**Given instruction 1**
In the passage on alienation claims in court, what three things should the court checklist include?
**Given instruction 2**
Using the passage on alienation claims in court, decide whether each statement agrees with it: (a) Judges should accept hearsay as evidence. (b) Alienation cases should be assessed like criminal cases. (c) Courts seldom believe the abuser. Answer yes or no for each and quote the words that decide it.
**Given instruction 3**
Pick up the passage on alienation claims in court after its final sentence and continue it.

**Selected excerpt**
Abusers come with spin, entitlement - and often, financial motivations.
Yet all too often, the court believes the abuser.
Courts: Demand Evidence - Not Emotion
Judges and professionals must:-
Recognise coercive control, not confuse it with alienation
Require clear, substantiated evidence, not hearsay
Prioritise the child’s safety and emotional wellbeing
Use a court checklist that includes financial motivations, coercion, and post-separation abuse
Alienation cases should be assessed like criminal cases: facts over feelings.
Misuse of the Term Harms Everyone
We must not allow alienation claims to:-
Undermine real protection
Invalidate children’s lived experiences
Silence the voices of survivors
Reward financial or emotional abuse disguised as parenting
Misused, the term retraumatises families and gives abusers a courtroom weapon.

**Available data**
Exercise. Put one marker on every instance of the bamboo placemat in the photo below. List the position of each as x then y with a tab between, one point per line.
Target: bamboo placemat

**Exercise answer 1**
Financial motivations, coercion, and post-separation abuse.

**Exercise answer 2**
(a) No: "Require clear, substantiated evidence, not hearsay"
(b) Yes: "Alienation cases should be assessed like criminal cases: facts over feelings."
(c) No: "Yet all too often, the court believes the abuser."

**Exercise answer 3**
The Long-Term Impact
Children raised in alienating environments may:-
Develop a skewed sense of loyalty and truth
Struggle with empathy, relationships, and emotional regulation
Internalise the rage and entitlement of the alienating parent
Carry trauma into their own parenting and partnerships
This cycle must be broken.
To Parents Who Alienate
Your child is not a weapon. Your anger is not more important than their mental health.
The long-term harm you’re causing will outlast your rage.
To the System
Do better. Children’s lives are at stake.
Recognise the difference between protection and punishment.
To Survivors
We see you. We hear you. Keep going.
You are not alone - and the truth matters.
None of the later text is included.